■ Exercise task
In the article about Anthony Arnoni being voted homecoming king, reproduce the passage between "Anthony Arnoni wrote" and "Illinois high school.", inclusive, substituting "win" for every occurrence of "victory".

■ Text
# # # #
Anthony Arnoni wrote about his coming-out story and homecoming victory to help others "realize that they are not alone."


A gay hockey player scored an LGBTQ victory at his Illinois high school.

Anthony Arnoni, a senior at East Leyden High School in Franklin Park, Ill., was voted homecoming king by his fellow students.

The 17-year-old student athlete, who played on his school's hockey team as a defenseman for four years, shared the "surreal" experience in an op-ed for Outsports, which recounted his coming-out journey.

"As I stood there in September with all of my football, hockey and baseball player friends from East Leyden High School, I was thinking of what a beautiful thing it was that all of those people defied the stereotypical 'athlete' attitudes towards LGBT people and how I wish this level of acceptance was worldwide," Arnoni wrote.

Arnoni revealed that watching a coming-out YouTube video from gay wrestler Dylan Geick made him realize "I was not alone" and spurred him to come out to his high school classmates several months ago.
# # # #
■ Collected data
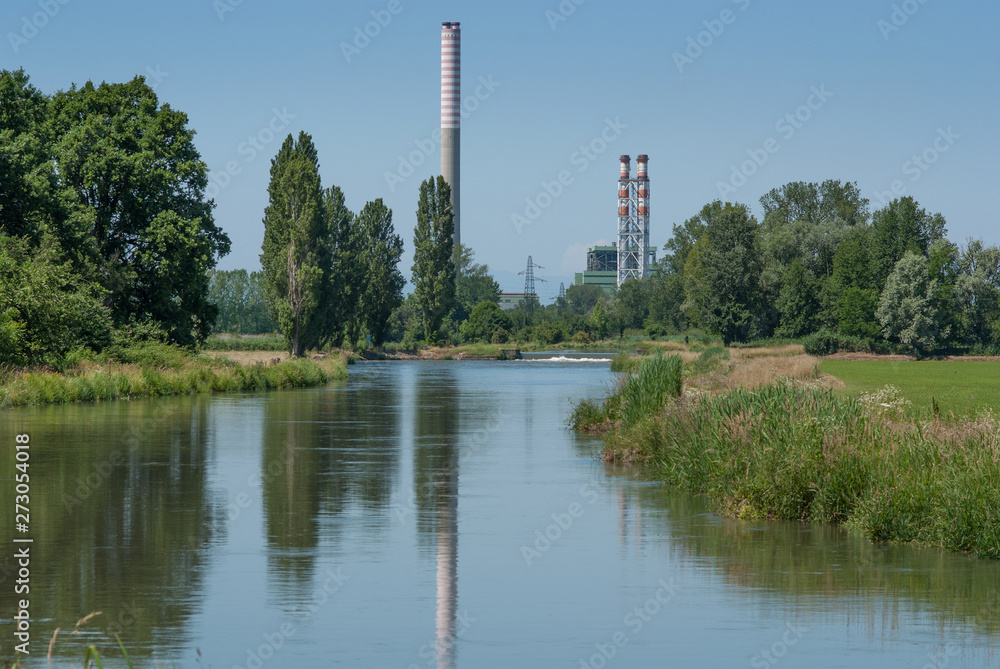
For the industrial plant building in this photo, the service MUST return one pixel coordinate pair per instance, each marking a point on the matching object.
(631, 257)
# # # #
■ Answer to this problem
Anthony Arnoni wrote about his coming-out story and homecoming win to help others "realize that they are not alone."


A gay hockey player scored an LGBTQ win at his Illinois high school.